**Requirement:**
Rewrite the listing from its start through the line containing "x=858, y=211", leaving the requests unchanged but multiplying each x and y coordinate in the answers by 2.6 and rounding to whole numbers, with halves rounded up. Omit the pictures and reproduce only this stretch.

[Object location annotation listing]
══════════════════════════════

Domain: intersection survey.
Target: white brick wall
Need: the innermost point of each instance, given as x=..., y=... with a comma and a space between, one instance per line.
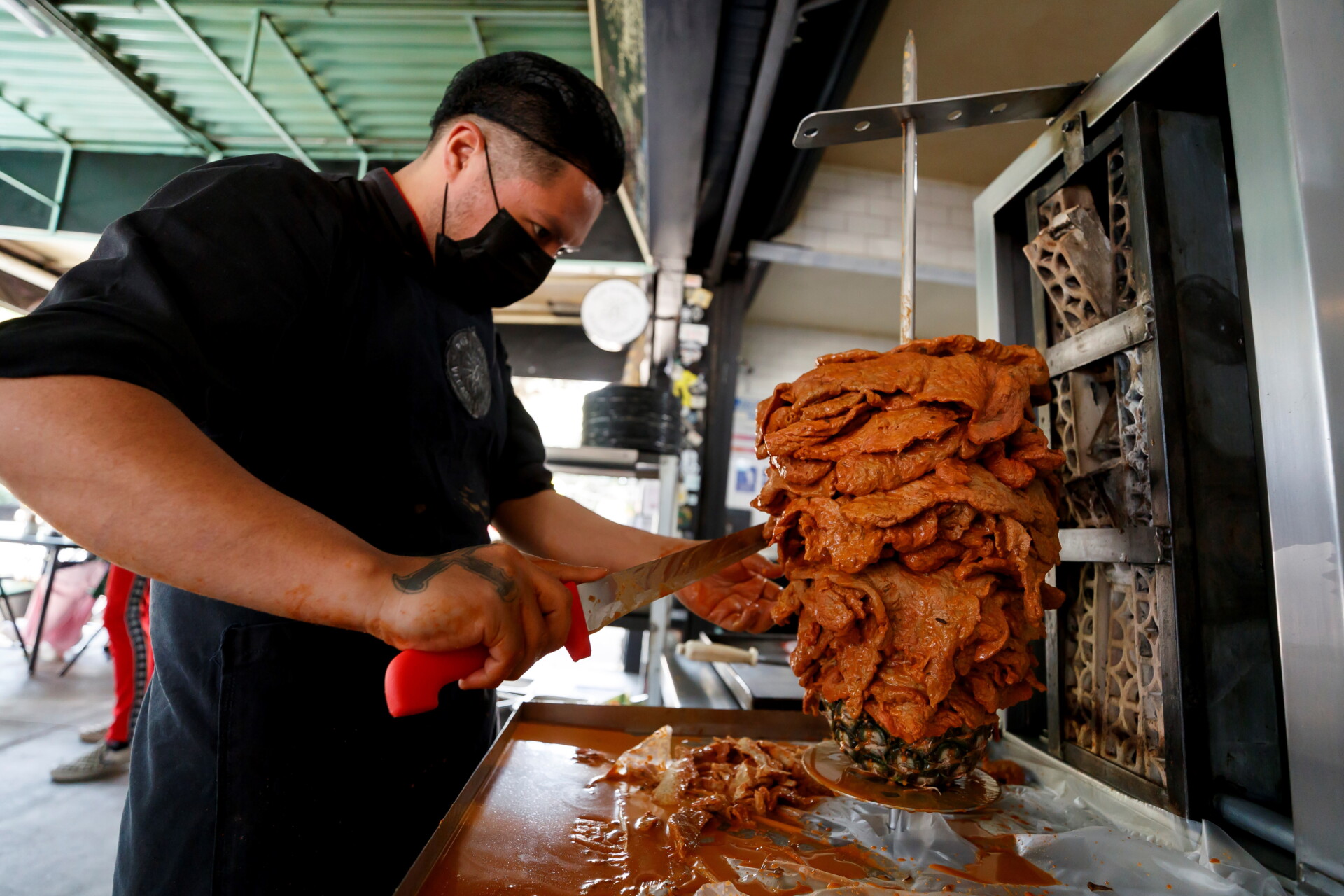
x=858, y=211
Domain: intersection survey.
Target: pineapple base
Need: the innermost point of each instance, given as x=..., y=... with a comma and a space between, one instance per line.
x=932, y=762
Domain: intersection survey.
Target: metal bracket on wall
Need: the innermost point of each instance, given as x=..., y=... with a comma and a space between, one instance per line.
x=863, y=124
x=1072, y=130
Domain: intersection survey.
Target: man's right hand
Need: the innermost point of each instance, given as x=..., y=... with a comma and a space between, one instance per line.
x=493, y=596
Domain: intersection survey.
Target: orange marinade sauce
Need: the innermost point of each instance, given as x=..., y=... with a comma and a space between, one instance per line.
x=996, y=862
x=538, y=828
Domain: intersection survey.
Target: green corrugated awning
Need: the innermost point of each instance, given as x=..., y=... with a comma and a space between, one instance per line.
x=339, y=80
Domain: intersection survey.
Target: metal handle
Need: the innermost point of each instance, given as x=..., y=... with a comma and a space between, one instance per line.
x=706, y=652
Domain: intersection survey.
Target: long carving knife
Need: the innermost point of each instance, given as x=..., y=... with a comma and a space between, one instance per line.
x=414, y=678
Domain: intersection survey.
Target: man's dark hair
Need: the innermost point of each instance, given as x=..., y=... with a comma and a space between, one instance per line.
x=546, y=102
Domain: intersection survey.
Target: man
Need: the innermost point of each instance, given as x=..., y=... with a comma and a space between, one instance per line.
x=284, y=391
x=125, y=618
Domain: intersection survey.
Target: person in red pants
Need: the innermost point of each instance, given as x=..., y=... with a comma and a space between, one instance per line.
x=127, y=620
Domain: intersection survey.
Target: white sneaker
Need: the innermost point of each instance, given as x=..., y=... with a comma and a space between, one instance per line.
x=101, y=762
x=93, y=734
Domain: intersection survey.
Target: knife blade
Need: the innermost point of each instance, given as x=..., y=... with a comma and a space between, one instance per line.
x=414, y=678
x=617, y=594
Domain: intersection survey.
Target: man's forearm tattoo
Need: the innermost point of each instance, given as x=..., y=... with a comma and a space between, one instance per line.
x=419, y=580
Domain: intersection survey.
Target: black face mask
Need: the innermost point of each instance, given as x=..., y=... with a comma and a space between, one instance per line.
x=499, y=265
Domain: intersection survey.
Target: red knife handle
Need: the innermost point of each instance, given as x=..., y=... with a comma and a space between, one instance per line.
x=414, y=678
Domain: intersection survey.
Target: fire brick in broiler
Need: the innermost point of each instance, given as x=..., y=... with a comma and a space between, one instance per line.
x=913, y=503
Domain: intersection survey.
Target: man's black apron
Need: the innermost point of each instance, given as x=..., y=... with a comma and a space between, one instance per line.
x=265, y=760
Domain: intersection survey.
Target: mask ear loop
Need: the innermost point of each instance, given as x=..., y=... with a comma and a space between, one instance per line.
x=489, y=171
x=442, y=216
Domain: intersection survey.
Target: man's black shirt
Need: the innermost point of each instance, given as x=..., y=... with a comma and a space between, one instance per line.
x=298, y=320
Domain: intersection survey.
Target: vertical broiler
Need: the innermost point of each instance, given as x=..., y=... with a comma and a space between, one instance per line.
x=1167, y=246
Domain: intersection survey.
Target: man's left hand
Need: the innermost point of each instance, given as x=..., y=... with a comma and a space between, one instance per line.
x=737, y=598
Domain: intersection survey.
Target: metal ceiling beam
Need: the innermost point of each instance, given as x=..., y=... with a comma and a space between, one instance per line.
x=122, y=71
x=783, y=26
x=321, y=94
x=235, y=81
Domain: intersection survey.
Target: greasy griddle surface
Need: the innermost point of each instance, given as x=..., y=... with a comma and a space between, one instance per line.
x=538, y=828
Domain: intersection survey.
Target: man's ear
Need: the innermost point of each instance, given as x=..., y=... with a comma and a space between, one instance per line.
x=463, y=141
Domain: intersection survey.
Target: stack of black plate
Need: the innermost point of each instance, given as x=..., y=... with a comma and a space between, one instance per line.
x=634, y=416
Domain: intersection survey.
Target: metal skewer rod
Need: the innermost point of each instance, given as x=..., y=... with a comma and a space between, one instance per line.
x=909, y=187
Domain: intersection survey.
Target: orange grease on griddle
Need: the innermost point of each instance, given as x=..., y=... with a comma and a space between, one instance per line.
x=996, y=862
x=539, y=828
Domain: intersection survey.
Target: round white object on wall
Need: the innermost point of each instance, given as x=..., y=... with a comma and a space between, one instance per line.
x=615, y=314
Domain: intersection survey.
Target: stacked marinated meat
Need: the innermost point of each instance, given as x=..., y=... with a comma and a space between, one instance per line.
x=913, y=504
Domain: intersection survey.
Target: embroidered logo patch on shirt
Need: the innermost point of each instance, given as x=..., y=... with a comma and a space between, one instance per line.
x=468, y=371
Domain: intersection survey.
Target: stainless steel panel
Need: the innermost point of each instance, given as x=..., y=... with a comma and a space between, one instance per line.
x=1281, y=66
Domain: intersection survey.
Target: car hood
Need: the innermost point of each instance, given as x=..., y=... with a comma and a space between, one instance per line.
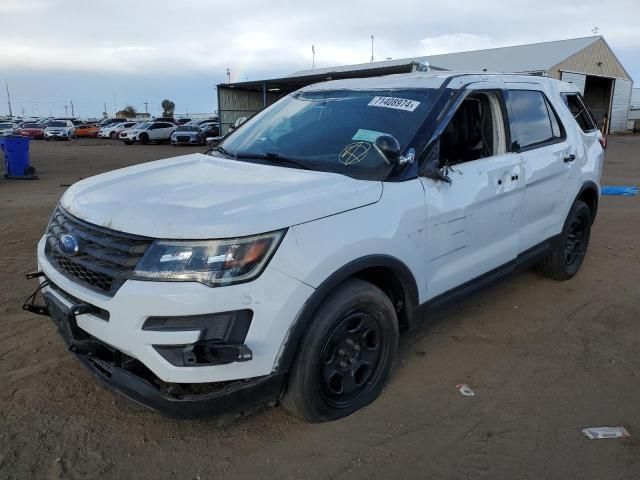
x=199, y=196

══════════════════════════════

**Exercise output:**
Domain: intersection survey.
Target: white brick wall
Need: the innermost point of each instance, given as x=..., y=... with a comma and a space between, one instance per line.
x=2231, y=549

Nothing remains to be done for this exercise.